Texte à lire:
■ ■ ■ ■

A Malte le vent souffle fort. Ce n’est pas par hasard que dans les anciennes cartes, la rose des vents était placée précisément à la hauteur de cette petite île au cœur de la Méditerranée. C’est ce que nous avons pu lire dans l’or italien du vendredi 1er avril, qui introduisait le voyage du Pape et nous rappelait que les noms mêmes des vents principaux sont tirés de la position de l’île: le Libeccio, qui vient de Libye, le Scirocco, de la Syrie, le Grec, et ainsi de suite... Au cours de ces deux jours de voyage, les vents ont été cléments, présents mais légers, doux, démentant également les prévisions météo. Et pourtant, ce furent des journées «pleines de vent», des vents divers, et même opposés.
Il y a le vent de la joie et de l’accueil, le vent qui a conduit le Pape avec sa visite. François a rappelé avant tout la joie qui est à la fois moteur et objectif du chemin de l’Eglise, en répétant au moins sept fois, dans son discours improvisé devant le sanctuaire de Ta’ Pinu, sur l’île maltaise de Gozo, la joie qui pour l’Eglise est entièrement contenue dans l’évangélisation. Ce faisant, le Pape, rapportant tout à l’essence même de l’aventure chrétienne, retourne à Evangelii gaudium, l’exhortation de novembre 2013, vrai texte base de son pontificat.
A ce souffle de joie, le peuple maltais a répondu par le «vent» de l’accueil, cet esprit de «rare humanité» dont parlent les Actes des apôtres, en rapportant le naufrage de saint Paul précisément sur les côtes de l’île. Cette «rare», c’est-à-dire exquise, précieuse humanité, a été choisie comme expression symbolique de tout le voyage et est souvent revenue dans les discours du Pape, et en particulier, évidemment, dans le dernier, prononcé au Centre pour migrants «Jean xxiii Peace Lab». En particulier, le Pape a parlé de cette «rare humanité» comme «style» qui distingue précisément les êtres humains qui sont toujours, quelle que soit la situation dans laquelle ils se trouvent, dotés d’une dignité indélébile: «C’est de là que nous pouvons et devons recommencer: à partir des personnes et de leur dignité. Ne nous laissons pas tromper par ceux qui disent: “il n’y a rien à faire”, “ces problèmes nous dépassent”, “je m’occupe de mes affaires et que les autres s’arrangent”. Non. Ne tombons pas dans ce piège. Répondons au défi des migrants et des réfugiés avec le style de l’humanité, allumons des feux de fraternité, autour desquels les gens pourront se réchauffer, se relever, reprendre espérance».

■ ■ ■ ■

Entrées d'annotation par contours
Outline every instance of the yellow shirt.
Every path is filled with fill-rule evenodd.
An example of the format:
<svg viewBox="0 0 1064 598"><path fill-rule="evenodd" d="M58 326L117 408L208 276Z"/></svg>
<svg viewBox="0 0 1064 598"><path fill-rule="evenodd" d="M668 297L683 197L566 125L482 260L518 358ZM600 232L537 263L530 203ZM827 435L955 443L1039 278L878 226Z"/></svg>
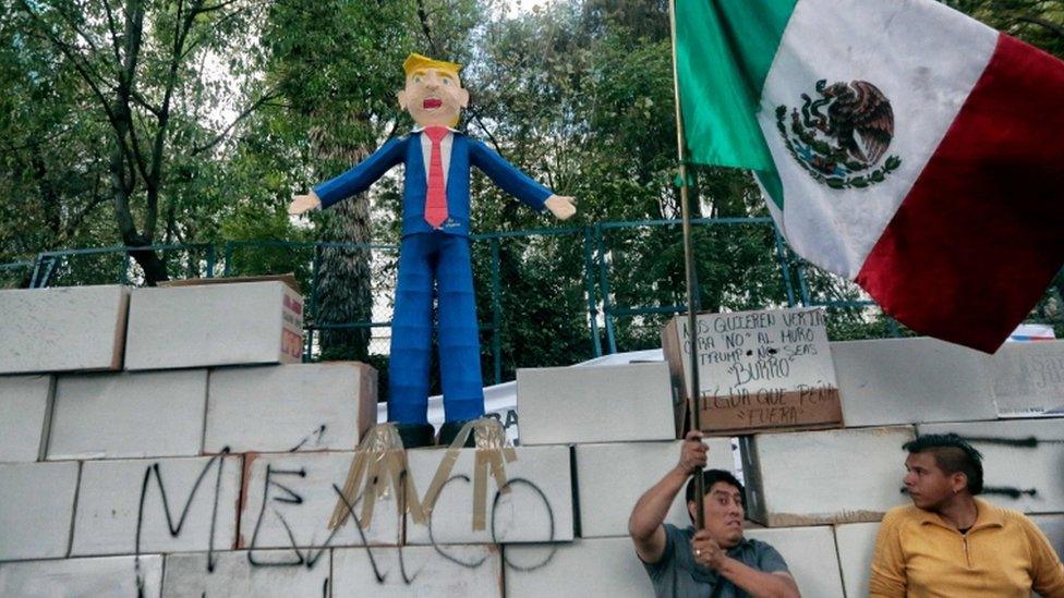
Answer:
<svg viewBox="0 0 1064 598"><path fill-rule="evenodd" d="M1064 565L1021 513L976 499L976 523L960 534L935 513L898 507L875 538L872 598L1064 598Z"/></svg>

■ ■ ■ ■

Consignes: Extrayez mot pour mot, dans le texte sur le voyage du Pape à Malte, le passage qui va de « Il y a le vent » jusqu'à « de son pontificat. ».

Résultat attendu:
Il y a le vent de la joie et de l’accueil, le vent qui a conduit le Pape avec sa visite. François a rappelé avant tout la joie qui est à la fois moteur et objectif du chemin de l’Eglise, en répétant au moins sept fois, dans son discours improvisé devant le sanctuaire de Ta’ Pinu, sur l’île maltaise de Gozo, la joie qui pour l’Eglise est entièrement contenue dans l’évangélisation. Ce faisant, le Pape, rapportant tout à l’essence même de l’aventure chrétienne, retourne à Evangelii gaudium, l’exhortation de novembre 2013, vrai texte base de son pontificat.